* _REQUIRED WORK_: Each line below must be written out exactly as shown.

++++ STUDY MATERIAL ++++

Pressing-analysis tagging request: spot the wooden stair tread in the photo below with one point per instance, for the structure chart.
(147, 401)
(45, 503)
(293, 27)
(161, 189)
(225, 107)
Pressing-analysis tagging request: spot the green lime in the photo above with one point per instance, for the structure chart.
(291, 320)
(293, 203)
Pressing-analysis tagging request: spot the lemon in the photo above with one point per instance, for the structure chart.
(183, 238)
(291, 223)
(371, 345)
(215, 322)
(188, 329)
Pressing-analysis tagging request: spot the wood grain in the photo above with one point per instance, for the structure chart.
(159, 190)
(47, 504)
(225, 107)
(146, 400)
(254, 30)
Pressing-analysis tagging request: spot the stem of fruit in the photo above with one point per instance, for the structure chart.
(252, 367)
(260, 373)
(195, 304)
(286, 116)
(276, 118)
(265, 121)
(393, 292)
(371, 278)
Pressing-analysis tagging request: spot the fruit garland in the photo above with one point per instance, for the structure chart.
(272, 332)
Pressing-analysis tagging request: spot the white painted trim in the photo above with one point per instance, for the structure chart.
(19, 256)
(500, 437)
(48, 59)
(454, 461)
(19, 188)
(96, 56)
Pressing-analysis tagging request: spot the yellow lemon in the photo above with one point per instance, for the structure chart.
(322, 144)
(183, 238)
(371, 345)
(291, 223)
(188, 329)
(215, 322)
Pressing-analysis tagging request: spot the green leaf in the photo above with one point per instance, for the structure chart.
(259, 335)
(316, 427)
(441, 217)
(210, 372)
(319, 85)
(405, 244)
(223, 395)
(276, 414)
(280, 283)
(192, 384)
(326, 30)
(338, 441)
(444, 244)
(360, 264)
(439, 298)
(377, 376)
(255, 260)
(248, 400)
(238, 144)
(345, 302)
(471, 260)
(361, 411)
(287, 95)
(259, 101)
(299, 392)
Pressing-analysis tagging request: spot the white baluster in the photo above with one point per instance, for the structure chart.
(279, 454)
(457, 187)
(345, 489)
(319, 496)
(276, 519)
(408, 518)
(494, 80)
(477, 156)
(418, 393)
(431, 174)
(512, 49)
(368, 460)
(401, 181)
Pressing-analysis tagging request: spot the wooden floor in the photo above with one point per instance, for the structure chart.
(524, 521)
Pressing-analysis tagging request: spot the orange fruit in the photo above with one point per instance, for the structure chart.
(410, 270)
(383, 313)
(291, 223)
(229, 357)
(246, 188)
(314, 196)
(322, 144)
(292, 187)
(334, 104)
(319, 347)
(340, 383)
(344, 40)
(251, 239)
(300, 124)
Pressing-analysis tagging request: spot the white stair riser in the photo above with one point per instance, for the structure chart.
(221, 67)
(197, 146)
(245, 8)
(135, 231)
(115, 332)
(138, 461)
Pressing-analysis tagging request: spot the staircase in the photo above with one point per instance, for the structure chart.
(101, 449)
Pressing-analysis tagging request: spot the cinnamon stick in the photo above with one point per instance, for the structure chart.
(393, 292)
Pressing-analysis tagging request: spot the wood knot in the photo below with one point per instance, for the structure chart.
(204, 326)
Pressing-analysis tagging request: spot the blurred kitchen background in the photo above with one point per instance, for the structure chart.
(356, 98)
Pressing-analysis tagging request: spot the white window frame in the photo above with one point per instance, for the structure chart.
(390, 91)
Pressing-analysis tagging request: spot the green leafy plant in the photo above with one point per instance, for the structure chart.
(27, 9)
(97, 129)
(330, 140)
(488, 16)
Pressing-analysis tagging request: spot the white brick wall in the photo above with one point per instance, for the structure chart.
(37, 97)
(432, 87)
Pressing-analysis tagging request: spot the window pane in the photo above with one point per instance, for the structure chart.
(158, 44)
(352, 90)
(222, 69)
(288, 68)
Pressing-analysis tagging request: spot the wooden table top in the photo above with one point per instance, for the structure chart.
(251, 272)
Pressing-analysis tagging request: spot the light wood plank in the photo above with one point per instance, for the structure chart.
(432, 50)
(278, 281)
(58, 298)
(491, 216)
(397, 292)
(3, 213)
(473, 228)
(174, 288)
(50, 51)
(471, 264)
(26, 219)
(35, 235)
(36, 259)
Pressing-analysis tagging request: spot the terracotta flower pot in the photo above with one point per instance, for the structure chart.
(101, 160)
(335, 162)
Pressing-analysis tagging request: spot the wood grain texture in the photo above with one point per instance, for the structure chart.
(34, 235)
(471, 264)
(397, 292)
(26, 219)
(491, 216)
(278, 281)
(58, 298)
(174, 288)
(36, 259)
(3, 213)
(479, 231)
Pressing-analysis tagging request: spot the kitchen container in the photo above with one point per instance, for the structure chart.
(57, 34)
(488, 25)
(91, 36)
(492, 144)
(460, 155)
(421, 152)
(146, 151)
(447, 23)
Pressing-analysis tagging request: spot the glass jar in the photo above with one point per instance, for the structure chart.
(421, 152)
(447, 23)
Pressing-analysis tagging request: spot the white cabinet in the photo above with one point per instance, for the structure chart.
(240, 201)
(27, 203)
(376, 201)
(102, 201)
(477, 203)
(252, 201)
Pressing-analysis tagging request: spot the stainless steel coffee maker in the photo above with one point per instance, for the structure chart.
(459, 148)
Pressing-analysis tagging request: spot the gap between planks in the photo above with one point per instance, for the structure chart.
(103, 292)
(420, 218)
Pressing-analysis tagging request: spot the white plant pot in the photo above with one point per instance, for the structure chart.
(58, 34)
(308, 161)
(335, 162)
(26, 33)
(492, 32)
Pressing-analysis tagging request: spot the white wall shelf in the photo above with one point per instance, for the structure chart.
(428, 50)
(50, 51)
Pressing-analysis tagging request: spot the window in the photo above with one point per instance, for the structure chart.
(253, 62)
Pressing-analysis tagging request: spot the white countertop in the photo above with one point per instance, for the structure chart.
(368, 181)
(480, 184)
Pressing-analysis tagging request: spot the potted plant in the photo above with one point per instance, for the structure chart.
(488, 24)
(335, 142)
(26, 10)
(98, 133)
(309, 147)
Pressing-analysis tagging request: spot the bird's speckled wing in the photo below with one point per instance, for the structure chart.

++++

* _SOLUTION FOR THIS TASK_:
Pressing-analysis tagging request: spot the wooden stair tread in the photo below with one point per instance, for the structure chart.
(147, 401)
(45, 503)
(293, 27)
(161, 189)
(225, 107)
Pressing-analysis tagging request: spot the green lime in the photo above with one point per instance, for the structure chart.
(291, 320)
(293, 203)
Pressing-analysis tagging request: spot the lemon in the photo above with one point per instance, for the structure chart.
(183, 238)
(291, 223)
(371, 345)
(215, 322)
(188, 329)
Pressing-analysis tagging request: spot the wood grain in the photo above with one point per instance, for the structure chart.
(159, 190)
(47, 504)
(225, 107)
(146, 400)
(254, 30)
Pressing-analysis tagging request: spot the stem of fruit in the photo above with one point per instance, for the structure chart.
(252, 367)
(260, 373)
(195, 304)
(286, 116)
(276, 118)
(265, 121)
(393, 292)
(371, 278)
Pressing-analysis tagging request: spot the fruit garland in the photo above with one point per instance, for the structure chart.
(272, 332)
Pressing-analysis tagging request: spot the white painted trim in the photo above with one point per instance, for the structure chart.
(19, 256)
(500, 437)
(48, 59)
(454, 461)
(19, 188)
(96, 56)
Pressing-analysis tagging request: spot the yellow lemon in the photo above with one point per instance, for the structure chart.
(322, 144)
(183, 238)
(371, 345)
(291, 223)
(188, 329)
(215, 322)
Pressing-analysis tagging request: spot the green leaf in the photo above with one point per instance, for the structure chart.
(259, 335)
(316, 427)
(441, 217)
(210, 372)
(319, 85)
(405, 244)
(223, 395)
(276, 414)
(280, 283)
(192, 384)
(326, 30)
(338, 441)
(444, 244)
(360, 264)
(439, 298)
(377, 376)
(255, 260)
(248, 400)
(238, 144)
(345, 302)
(471, 260)
(361, 411)
(287, 95)
(259, 101)
(299, 392)
Pressing-analysis tagging request: spot the white baluster in the photo above with one point per instance, for the structure chart.
(279, 454)
(457, 187)
(345, 489)
(319, 496)
(276, 519)
(408, 518)
(494, 80)
(477, 156)
(418, 393)
(431, 174)
(512, 49)
(368, 460)
(401, 181)
Pressing-analysis tagging request: spot the wooden floor in the photo above with one point per instance, for the structure chart.
(524, 521)
Pressing-analysis tagging request: spot the orange fruit in the photo above with one point per instance, for the structure chart.
(410, 270)
(383, 313)
(291, 223)
(229, 357)
(246, 188)
(314, 196)
(322, 144)
(292, 187)
(334, 104)
(319, 347)
(340, 383)
(344, 40)
(251, 239)
(300, 124)
Pressing-analysis tagging request: spot the white stair riser in the photo above with one point per instance, for the structure chart.
(221, 67)
(197, 146)
(245, 8)
(135, 231)
(115, 332)
(138, 461)
Pressing-analysis tagging request: spot the staircase in the photo above with one point per instance, for the structure chart.
(101, 449)
Pressing-analysis tagging request: spot the cinnamon stick in the photo above with one point per instance, for the structure chart.
(393, 292)
Pressing-analysis tagging request: spot the wood knot in the photo below with one point per instance, for the structure chart.
(204, 326)
Pressing-analysis tagging request: spot the blurred kitchen background in the photo above with one point per instance, for the structure chart.
(356, 98)
Pressing-analysis tagging request: spot the white window frame in the photo above with one point per instance, for the structure chart.
(390, 91)
Pressing-analysis tagging request: spot the green leafy plant in the photo above with one point per instance, for the structure chart.
(27, 9)
(97, 129)
(330, 140)
(488, 16)
Pressing-analysis tagging request: spot the white brick wall in the photo above with one point per instance, for the structure chart.
(37, 97)
(432, 87)
Pressing-analysis tagging request: spot the window pane in the photo above with one point per instance, for the structure chart.
(158, 44)
(352, 90)
(222, 69)
(288, 68)
Pressing-analysis tagging request: spot the wooden table top in the photo above with one point per instance, for the structure chart.
(251, 272)
Pressing-analysis tagging request: spot the light wood plank in the photo above with one point per instance, for the structure chart.
(432, 50)
(278, 281)
(58, 298)
(491, 216)
(397, 292)
(3, 213)
(473, 228)
(174, 288)
(50, 51)
(471, 264)
(26, 219)
(35, 235)
(36, 259)
Pressing-analysis tagging request: spot the terracotta flower pot in the photo above with one point per instance, for the structure chart.
(101, 160)
(335, 162)
Pressing-analysis tagging request: spot the wood grain texture in the photo above with one point per instance, for the structure chart.
(34, 235)
(471, 264)
(397, 292)
(26, 219)
(491, 216)
(278, 281)
(58, 298)
(174, 288)
(36, 259)
(3, 213)
(479, 231)
Pressing-analysis tagging request: spot the kitchen container in the photo above with one point per instance, for the structure chart.
(57, 34)
(488, 25)
(91, 36)
(492, 144)
(460, 155)
(421, 152)
(146, 151)
(447, 23)
Pressing-analysis tagging request: spot the glass jar in the photo above with one point per instance, for the structure chart.
(421, 152)
(447, 23)
Pressing-analysis tagging request: spot the white cabinet in the photo above with one point per instance, for the structure chart.
(240, 201)
(27, 203)
(376, 201)
(102, 201)
(477, 203)
(252, 201)
Pressing-analysis tagging request: spot the stainless steel coffee maker in the photo above with one point per instance, for the structure chart.
(459, 148)
Pressing-analysis tagging request: spot the gap between planks in the photo above with one point per instance, for the structure chart.
(103, 292)
(420, 218)
Pressing-analysis tagging request: spot the white plant pot in the photo above with one point per instance, for the structure chart.
(58, 34)
(308, 161)
(335, 162)
(26, 33)
(492, 32)
Pressing-analysis tagging request: spot the white wall shelf in the photo above with one point per instance, for the structure chart.
(428, 50)
(50, 51)
Pressing-analysis tagging request: spot the window in the photo above with one point per instance, for the structure chart.
(253, 62)
Pressing-analysis tagging request: spot the white countertop in the photo above with one point per instance, for the structure chart.
(368, 181)
(480, 184)
Pressing-analysis tagging request: spot the potted plant in the photo above with one point per instance, for the structure chart.
(488, 24)
(335, 142)
(26, 10)
(98, 133)
(309, 147)
Pressing-analysis tagging request: spot the bird's speckled wing in the photo below with one point per instance, for the structure chart.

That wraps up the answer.